=== Exercise aim ===
Rewrite the lines starting with the line that contains "Target: window ledge" and going on through the line that contains "(0, 0), (600, 141)", swapping "blue sky" for "clear sky" and keeping everything else the same.

Items listed in a dataset:
○ ○ ○ ○ ○ ○ ○
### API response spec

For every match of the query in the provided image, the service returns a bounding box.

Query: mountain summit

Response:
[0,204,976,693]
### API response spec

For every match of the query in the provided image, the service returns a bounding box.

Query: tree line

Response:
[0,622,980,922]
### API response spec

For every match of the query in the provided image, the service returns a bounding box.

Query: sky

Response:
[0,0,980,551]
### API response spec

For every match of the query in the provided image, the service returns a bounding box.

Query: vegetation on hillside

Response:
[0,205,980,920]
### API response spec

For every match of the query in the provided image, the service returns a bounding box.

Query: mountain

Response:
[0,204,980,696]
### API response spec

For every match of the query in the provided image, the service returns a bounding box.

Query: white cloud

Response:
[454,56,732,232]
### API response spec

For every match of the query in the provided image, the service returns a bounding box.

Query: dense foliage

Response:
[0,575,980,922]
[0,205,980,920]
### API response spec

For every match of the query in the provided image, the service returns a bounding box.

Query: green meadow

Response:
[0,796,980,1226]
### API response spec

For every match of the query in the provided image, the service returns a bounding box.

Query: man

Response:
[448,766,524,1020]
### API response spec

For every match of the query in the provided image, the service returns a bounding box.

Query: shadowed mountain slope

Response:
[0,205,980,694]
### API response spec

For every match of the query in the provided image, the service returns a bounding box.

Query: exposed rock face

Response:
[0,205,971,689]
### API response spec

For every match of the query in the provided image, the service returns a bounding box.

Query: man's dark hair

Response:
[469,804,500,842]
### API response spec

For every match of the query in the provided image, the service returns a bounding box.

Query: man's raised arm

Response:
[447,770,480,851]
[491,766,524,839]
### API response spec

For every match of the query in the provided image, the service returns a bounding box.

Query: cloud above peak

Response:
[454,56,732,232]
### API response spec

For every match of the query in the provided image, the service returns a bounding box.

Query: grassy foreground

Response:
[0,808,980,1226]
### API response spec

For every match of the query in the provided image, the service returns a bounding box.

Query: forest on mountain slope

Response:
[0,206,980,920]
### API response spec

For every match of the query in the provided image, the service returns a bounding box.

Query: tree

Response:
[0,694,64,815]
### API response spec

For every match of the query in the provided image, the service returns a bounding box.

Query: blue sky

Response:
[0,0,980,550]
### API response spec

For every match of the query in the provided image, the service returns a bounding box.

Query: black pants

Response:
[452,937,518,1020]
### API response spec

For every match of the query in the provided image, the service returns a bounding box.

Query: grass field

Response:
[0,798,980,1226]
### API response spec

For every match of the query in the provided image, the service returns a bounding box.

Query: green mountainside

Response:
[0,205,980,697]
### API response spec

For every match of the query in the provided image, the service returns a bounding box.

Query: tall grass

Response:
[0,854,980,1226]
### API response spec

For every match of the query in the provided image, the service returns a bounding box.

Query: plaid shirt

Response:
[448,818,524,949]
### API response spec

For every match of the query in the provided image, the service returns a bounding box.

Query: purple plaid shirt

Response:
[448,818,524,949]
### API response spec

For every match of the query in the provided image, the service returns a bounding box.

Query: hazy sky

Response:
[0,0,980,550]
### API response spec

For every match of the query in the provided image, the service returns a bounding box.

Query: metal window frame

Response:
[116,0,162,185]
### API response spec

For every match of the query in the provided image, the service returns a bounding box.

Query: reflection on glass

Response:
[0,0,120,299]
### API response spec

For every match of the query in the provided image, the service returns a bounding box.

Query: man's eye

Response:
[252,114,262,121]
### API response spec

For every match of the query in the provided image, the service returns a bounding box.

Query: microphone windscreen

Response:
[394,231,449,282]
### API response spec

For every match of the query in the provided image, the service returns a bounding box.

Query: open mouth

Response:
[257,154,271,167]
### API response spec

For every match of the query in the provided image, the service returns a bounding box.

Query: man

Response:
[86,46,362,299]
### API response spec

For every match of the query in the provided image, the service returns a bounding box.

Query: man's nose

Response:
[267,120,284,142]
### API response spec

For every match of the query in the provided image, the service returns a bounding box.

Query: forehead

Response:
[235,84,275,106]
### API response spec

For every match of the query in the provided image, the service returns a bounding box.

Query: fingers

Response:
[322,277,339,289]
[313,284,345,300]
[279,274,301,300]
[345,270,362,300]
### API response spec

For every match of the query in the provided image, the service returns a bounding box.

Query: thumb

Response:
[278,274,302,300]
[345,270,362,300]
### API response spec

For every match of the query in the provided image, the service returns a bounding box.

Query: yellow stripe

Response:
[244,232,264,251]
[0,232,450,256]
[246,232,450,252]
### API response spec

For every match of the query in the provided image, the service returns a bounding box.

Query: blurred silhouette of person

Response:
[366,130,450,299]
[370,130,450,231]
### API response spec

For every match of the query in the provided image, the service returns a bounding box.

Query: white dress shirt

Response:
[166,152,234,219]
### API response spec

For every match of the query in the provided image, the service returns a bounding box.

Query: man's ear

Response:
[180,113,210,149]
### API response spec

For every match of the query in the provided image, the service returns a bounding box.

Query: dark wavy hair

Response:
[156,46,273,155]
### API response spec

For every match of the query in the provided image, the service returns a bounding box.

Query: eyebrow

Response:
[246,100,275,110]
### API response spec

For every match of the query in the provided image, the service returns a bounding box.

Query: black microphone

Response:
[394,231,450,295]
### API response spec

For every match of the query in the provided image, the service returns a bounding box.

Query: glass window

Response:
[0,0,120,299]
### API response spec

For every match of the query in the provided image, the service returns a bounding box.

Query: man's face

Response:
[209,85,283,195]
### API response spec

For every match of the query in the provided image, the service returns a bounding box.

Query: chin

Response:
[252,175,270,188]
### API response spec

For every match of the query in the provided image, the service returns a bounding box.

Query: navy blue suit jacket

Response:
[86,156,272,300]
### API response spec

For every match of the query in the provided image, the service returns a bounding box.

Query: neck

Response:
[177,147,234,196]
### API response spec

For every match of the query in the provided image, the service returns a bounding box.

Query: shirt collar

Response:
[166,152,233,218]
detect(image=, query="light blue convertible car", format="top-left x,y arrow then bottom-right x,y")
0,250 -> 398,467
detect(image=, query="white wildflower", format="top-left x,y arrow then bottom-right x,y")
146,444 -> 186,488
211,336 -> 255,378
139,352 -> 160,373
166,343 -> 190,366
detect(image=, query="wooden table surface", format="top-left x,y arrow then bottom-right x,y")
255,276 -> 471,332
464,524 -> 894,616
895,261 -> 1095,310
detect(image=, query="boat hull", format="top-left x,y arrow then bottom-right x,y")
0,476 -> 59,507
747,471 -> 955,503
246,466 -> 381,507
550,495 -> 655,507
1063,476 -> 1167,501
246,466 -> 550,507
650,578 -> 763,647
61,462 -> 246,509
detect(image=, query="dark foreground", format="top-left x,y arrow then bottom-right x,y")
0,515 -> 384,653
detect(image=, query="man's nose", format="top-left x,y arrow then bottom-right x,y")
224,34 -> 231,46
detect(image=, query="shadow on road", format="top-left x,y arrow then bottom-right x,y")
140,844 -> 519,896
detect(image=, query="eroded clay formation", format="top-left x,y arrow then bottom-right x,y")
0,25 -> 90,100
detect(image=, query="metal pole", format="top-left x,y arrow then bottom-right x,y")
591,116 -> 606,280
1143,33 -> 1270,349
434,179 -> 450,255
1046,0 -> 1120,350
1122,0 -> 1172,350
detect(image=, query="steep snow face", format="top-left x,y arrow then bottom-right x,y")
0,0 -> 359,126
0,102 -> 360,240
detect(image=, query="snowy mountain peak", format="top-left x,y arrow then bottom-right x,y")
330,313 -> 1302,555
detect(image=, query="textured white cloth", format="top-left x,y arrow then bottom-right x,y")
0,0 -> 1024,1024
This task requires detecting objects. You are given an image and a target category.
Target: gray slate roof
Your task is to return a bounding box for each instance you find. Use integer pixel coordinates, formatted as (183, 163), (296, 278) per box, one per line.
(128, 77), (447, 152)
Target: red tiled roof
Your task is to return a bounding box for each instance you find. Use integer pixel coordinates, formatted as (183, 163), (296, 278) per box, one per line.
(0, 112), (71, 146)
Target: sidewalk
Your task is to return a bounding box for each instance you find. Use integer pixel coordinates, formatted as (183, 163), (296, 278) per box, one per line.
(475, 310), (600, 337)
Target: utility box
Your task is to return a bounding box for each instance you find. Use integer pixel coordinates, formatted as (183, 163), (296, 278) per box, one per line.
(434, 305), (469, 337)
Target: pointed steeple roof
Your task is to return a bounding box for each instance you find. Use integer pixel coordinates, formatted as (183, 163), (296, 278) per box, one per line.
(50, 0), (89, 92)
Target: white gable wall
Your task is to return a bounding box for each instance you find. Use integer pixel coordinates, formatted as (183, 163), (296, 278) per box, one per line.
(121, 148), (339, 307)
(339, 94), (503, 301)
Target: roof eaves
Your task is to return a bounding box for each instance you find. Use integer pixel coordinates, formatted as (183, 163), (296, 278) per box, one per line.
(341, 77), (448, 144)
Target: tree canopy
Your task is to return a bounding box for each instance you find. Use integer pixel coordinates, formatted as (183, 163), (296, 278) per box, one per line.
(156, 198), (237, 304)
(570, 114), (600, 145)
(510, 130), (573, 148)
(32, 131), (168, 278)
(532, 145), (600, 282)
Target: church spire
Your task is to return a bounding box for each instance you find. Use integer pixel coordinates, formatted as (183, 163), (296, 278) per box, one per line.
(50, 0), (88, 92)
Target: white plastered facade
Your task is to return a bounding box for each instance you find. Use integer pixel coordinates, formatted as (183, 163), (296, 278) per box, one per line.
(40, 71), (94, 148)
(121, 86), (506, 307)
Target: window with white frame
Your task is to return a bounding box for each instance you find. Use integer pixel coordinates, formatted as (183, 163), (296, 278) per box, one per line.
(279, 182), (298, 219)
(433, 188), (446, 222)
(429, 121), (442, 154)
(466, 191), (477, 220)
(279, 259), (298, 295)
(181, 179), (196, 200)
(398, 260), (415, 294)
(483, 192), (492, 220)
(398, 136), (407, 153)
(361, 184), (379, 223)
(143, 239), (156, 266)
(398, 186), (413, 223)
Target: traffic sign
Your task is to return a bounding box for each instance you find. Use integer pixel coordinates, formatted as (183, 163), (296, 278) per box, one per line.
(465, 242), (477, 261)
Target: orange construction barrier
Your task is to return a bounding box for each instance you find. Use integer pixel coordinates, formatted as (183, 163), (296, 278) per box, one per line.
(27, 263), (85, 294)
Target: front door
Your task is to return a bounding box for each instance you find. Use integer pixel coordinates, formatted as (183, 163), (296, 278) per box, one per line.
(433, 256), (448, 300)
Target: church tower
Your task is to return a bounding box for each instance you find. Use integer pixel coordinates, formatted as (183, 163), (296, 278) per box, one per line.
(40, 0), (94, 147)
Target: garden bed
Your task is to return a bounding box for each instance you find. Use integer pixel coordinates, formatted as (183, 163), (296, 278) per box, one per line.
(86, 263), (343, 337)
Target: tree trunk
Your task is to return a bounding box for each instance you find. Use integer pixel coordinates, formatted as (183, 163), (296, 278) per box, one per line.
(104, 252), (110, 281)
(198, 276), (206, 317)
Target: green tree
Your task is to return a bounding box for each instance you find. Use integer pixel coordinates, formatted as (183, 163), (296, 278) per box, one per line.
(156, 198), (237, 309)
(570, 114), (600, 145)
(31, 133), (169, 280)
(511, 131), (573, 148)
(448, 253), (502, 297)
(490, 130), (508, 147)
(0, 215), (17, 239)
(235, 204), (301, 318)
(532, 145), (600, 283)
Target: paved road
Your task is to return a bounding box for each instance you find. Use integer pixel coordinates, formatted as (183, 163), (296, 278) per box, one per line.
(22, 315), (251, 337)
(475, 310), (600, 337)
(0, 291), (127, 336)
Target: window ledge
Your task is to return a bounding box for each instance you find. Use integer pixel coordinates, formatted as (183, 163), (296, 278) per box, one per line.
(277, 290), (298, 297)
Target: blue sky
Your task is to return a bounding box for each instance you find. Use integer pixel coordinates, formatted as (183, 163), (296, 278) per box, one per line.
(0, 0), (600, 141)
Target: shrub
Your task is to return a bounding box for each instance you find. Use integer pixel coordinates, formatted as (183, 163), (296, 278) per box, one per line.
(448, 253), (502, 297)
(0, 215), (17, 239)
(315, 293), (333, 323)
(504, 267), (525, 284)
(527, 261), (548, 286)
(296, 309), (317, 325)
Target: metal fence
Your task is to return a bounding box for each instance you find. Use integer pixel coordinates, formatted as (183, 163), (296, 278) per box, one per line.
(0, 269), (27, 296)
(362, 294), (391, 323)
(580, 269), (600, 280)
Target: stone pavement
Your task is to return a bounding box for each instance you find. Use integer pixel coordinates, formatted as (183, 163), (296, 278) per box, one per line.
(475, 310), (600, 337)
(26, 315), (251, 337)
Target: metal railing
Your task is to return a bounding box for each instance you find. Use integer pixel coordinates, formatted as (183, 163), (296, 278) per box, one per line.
○ ○ ○ ○ ○ ○ ○
=== Answer to this problem ===
Target: window ledge
Your task is to return a bounding box for each instance you find. Use integer pixel coordinates, formatted as (183, 163), (296, 278) per box, one per line.
(277, 290), (298, 297)
Target: clear sky
Your task is to return a bounding box for each instance you find. Use integer pixel coordinates, formatted as (183, 163), (296, 278) per box, one per line.
(0, 0), (600, 141)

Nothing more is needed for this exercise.